=== Material for the task ===

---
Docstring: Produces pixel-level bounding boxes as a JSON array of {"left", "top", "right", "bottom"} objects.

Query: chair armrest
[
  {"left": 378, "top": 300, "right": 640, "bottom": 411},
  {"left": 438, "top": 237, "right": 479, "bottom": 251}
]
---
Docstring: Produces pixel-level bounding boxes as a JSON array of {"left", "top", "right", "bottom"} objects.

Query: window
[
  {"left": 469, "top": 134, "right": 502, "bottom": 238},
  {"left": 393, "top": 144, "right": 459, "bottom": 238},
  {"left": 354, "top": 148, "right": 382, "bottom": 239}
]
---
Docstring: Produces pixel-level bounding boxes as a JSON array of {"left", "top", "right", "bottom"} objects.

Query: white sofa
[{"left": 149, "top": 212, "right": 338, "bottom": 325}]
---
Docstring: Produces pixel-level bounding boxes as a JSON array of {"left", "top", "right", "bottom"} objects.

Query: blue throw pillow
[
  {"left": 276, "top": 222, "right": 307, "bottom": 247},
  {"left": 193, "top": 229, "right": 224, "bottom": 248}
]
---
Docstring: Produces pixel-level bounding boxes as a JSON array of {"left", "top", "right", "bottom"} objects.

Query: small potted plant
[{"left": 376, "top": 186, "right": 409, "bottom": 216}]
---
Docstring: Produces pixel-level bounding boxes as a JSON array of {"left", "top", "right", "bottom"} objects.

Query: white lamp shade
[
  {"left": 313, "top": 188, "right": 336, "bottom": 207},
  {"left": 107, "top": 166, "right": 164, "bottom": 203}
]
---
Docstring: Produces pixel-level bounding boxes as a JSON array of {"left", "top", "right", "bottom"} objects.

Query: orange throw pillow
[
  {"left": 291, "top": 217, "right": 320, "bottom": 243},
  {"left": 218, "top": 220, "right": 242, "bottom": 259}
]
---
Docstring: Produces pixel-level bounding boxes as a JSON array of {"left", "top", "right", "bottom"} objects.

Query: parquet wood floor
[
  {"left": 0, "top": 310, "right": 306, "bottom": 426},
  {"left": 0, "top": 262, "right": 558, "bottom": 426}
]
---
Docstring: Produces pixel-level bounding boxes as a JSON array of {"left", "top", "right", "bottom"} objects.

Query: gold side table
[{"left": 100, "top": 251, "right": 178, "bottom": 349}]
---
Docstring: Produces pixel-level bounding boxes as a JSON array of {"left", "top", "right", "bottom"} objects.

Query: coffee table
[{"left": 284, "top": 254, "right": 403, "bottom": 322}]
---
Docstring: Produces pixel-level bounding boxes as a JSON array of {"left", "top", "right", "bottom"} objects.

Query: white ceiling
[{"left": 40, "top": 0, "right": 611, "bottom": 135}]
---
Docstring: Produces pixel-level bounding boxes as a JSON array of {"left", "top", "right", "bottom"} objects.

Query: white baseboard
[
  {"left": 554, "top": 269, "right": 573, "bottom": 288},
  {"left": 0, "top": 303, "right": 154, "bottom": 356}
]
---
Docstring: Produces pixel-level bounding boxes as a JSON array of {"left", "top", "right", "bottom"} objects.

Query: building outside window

===

### Your objective:
All of the material above needs to be retyped word for word.

### Answer:
---
Docstring: Produces pixel-level bounding boxes as a JSON array of {"left", "top", "right", "bottom"} objects.

Query: chair armrest
[
  {"left": 378, "top": 300, "right": 640, "bottom": 411},
  {"left": 438, "top": 237, "right": 479, "bottom": 251}
]
---
Docstring: Produces pixel-level bounding boxes as a JSON array of {"left", "top", "right", "bottom"} objects.

Query: window
[
  {"left": 469, "top": 134, "right": 502, "bottom": 238},
  {"left": 393, "top": 144, "right": 459, "bottom": 238},
  {"left": 354, "top": 148, "right": 382, "bottom": 239}
]
---
Docstring: Produces pixel-level bounding boxes as a JSON array of {"left", "top", "right", "bottom"} objects.

Query: white sofa
[{"left": 149, "top": 212, "right": 338, "bottom": 325}]
---
Docstring: Produces pixel-level bounding boxes as a JSON array of {"left", "top", "right", "bottom"} objects.

Query: blue throw pillow
[
  {"left": 276, "top": 222, "right": 307, "bottom": 247},
  {"left": 193, "top": 229, "right": 224, "bottom": 248}
]
---
Docstring: Produces pixel-level bounding boxes as a JSON array of {"left", "top", "right", "bottom"} objects.

Query: small potted plant
[{"left": 376, "top": 186, "right": 409, "bottom": 216}]
---
Docstring: Produces pixel-level bounding boxes as a JSON array of {"left", "top", "right", "bottom"} objects.

Query: white lamp shade
[
  {"left": 313, "top": 188, "right": 336, "bottom": 207},
  {"left": 107, "top": 166, "right": 164, "bottom": 203}
]
---
Docstring: Produces pixel-level bounding boxes as a JSON array of {"left", "top", "right", "bottom"} objects.

Query: orange throw pillow
[
  {"left": 291, "top": 217, "right": 320, "bottom": 243},
  {"left": 218, "top": 220, "right": 242, "bottom": 259}
]
---
Docstring: Produces pixel-level bounding boxes as a JSON array of {"left", "top", "right", "bottom"} objects.

Query: parquet wood floor
[
  {"left": 0, "top": 310, "right": 306, "bottom": 426},
  {"left": 0, "top": 262, "right": 558, "bottom": 426}
]
---
Docstring: Produces pixel-level bounding boxes as a JSON array of {"left", "top", "right", "bottom"} objects.

Query: gold side table
[{"left": 100, "top": 251, "right": 178, "bottom": 349}]
---
Docstring: Produces pixel-level bounding boxes as a JSON array of {"left", "top", "right", "bottom"} objects.

Query: coffee table
[{"left": 284, "top": 254, "right": 403, "bottom": 322}]
---
Docstring: Produces pixel-level bounding boxes as a JSON array of {"left", "top", "right", "bottom"} objects.

Query: white ceiling
[{"left": 40, "top": 0, "right": 611, "bottom": 135}]
---
Docstring: Produces pixel-level bounding boxes as a JSON array of {"left", "top", "right", "bottom"} objects.

Query: white baseboard
[
  {"left": 554, "top": 269, "right": 573, "bottom": 288},
  {"left": 0, "top": 303, "right": 154, "bottom": 356}
]
---
Docstring: Produces pixel-level bounding boxes as a JSON array of {"left", "top", "right", "bottom"} objects.

Query: building outside window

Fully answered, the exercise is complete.